— BEGIN Input data —
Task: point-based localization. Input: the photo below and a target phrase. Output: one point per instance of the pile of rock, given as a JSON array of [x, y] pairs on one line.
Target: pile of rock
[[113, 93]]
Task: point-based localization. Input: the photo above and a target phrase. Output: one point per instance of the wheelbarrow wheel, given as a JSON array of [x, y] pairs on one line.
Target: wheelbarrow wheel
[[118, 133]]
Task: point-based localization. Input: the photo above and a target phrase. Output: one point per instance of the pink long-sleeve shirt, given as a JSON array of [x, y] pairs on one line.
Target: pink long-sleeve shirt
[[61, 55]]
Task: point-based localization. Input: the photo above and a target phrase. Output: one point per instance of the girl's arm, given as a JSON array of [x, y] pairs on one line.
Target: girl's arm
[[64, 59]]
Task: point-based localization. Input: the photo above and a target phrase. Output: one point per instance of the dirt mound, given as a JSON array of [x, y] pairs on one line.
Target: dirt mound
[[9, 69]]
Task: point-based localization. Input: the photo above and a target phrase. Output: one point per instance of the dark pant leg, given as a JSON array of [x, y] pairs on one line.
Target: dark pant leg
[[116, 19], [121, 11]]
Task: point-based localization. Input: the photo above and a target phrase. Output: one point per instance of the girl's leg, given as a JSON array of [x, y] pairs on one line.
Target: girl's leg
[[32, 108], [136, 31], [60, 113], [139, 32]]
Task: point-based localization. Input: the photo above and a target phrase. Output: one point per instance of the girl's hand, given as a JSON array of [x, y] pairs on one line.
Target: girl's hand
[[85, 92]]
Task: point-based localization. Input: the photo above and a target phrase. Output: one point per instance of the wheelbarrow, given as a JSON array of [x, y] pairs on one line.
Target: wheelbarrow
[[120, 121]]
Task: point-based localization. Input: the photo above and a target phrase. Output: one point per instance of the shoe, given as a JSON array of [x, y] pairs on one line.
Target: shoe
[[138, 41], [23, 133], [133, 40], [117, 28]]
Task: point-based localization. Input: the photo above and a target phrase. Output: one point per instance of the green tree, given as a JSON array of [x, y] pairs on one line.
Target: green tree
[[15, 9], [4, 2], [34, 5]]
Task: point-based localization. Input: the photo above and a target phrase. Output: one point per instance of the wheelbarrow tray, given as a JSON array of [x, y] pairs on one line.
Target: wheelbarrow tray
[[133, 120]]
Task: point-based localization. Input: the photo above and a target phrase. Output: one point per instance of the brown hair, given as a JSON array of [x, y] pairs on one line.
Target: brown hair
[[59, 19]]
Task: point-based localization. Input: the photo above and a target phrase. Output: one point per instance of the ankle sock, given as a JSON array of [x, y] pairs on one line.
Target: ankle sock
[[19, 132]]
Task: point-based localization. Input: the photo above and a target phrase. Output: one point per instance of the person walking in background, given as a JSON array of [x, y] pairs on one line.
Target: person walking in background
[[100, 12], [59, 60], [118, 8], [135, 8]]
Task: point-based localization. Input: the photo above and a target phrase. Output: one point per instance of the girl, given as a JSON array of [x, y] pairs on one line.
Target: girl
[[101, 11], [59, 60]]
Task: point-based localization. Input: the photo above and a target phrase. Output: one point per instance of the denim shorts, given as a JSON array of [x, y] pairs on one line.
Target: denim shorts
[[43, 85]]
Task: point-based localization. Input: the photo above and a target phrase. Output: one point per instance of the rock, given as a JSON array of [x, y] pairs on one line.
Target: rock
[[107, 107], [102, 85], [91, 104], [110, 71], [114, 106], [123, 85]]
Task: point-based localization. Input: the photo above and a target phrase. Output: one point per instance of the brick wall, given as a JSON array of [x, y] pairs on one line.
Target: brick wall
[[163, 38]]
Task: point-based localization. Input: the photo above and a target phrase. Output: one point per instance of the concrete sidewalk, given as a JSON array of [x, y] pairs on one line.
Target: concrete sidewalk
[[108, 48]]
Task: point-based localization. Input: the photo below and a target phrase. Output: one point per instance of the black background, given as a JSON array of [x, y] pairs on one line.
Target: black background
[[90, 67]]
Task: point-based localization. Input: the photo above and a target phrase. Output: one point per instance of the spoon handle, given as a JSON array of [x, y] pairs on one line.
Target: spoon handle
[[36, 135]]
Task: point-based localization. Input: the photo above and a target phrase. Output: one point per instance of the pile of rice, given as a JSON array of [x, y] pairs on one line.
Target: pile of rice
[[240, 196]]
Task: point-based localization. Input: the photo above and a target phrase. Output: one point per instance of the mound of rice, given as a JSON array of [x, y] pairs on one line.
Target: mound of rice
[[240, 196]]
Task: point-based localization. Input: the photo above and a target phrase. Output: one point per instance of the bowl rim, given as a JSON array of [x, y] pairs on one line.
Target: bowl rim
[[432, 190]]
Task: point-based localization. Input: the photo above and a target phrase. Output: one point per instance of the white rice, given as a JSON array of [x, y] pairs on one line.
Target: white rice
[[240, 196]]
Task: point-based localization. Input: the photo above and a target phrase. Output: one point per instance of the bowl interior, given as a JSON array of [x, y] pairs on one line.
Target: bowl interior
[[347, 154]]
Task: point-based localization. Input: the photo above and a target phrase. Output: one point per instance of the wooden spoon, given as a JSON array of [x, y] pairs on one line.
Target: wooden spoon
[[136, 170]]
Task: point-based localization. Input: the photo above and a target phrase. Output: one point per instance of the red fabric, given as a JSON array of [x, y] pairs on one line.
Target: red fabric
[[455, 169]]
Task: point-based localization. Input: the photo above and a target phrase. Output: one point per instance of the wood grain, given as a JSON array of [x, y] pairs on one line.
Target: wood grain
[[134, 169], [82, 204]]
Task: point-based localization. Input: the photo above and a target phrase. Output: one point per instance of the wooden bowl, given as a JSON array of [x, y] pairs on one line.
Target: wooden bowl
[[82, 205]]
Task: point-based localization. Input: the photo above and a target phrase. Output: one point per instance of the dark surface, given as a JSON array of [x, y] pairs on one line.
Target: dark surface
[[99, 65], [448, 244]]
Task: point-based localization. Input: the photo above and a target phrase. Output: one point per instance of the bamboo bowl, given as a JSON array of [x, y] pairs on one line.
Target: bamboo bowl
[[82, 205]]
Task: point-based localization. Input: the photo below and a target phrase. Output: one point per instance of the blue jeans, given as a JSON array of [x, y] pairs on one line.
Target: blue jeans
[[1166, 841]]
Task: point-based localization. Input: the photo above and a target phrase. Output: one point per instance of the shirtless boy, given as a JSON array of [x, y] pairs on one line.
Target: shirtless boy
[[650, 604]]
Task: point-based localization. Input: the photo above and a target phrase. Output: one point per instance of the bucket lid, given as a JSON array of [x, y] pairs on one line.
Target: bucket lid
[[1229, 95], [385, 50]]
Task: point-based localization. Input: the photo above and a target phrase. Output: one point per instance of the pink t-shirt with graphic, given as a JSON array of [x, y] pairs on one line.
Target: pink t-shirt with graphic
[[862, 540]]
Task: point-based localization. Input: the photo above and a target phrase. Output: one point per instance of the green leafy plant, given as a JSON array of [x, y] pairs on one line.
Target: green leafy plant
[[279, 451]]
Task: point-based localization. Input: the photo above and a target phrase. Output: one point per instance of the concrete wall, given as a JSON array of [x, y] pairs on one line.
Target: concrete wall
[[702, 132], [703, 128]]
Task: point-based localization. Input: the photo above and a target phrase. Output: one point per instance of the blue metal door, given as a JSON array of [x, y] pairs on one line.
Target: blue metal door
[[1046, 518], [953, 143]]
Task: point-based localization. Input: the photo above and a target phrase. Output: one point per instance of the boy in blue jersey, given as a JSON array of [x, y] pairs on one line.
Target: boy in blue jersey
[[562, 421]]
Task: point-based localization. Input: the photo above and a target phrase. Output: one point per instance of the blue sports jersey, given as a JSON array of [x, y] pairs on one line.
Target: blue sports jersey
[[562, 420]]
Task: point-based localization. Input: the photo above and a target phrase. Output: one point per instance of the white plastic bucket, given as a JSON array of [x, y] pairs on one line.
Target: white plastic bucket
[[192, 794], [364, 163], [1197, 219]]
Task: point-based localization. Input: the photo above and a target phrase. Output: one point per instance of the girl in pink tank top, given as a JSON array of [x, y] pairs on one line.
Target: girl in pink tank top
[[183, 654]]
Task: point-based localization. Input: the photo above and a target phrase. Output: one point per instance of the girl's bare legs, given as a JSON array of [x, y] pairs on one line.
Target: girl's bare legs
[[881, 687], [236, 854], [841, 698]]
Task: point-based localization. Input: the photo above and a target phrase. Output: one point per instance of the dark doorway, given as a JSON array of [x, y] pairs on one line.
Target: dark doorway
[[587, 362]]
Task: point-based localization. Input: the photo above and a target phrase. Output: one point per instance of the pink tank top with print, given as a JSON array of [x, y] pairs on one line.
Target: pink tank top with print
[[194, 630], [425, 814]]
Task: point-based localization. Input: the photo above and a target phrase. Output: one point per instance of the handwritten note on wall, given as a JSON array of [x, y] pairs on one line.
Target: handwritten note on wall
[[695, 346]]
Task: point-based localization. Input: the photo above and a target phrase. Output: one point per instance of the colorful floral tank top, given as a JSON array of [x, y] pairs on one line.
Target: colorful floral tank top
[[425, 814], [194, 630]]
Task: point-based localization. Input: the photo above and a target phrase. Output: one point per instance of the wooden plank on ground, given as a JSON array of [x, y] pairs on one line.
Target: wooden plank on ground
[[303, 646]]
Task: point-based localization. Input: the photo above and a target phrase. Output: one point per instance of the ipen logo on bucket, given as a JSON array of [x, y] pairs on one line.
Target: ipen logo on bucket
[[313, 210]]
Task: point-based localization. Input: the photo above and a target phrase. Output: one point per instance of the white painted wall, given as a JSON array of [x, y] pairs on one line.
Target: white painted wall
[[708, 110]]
— END Input data —
- [Request] Lay out the lines from the first one above through the line containing "[[120, 121]]" as a JSON list of strings, one string per line, with blank lines left out.

- [Answer to this task]
[
  "Task: point-based localization. Input: the photo below and a target phrase. Output: one point per instance of the pile of rock, given as a JSON array of [x, y] pairs on one line.",
  "Target: pile of rock",
  "[[113, 93]]",
  "Task: point-based localization. Input: the photo above and a target phrase. Output: one point per instance of the wheelbarrow wheel, given as a JSON array of [x, y] pairs on one line.",
  "Target: wheelbarrow wheel",
  "[[118, 133]]",
  "Task: point-based localization. Input: the photo above and a target phrase. Output: one point per instance of the pink long-sleeve shirt, given as a JSON array of [x, y] pairs on one line.",
  "Target: pink long-sleeve shirt",
  "[[61, 55]]",
  "Task: point-based localization. Input: the photo above and a target phrase. Output: one point per instance of the girl's arm, given as a JSON array of [x, y] pairs on one line.",
  "Target: girl's arm",
  "[[64, 59]]",
  "Task: point-based localization. Input: the photo above and a target phrase. Output: one point per instance of the dirt mound, given as a JSON array of [x, y] pairs on one line.",
  "Target: dirt mound",
  "[[9, 69]]",
  "Task: point-based localization. Input: the photo above and a target phrase. Output: one point per instance of the dark pant leg, given as a JSON array of [x, y] pairs on one line.",
  "Target: dark pant leg",
  "[[116, 19], [121, 11]]",
  "Task: point-based localization. Input: the photo above and a target phrase. Output: one point per instance of the girl's leg, given as a JSON array of [x, y] pairs on one line.",
  "Target: girl's leg",
  "[[32, 108], [136, 31], [60, 113], [139, 32]]",
  "Task: point-based localization. Input: the photo above and a target phrase. Output: one point per instance of the girl's hand, given as a JSON array of [x, y] pairs on one line.",
  "Target: girl's hand",
  "[[85, 92]]",
  "Task: point-based localization. Input: the photo above and a target phrase. Output: one point per instance of the wheelbarrow, given as a JSON array of [x, y] pairs on one line.",
  "Target: wheelbarrow",
  "[[120, 121]]"
]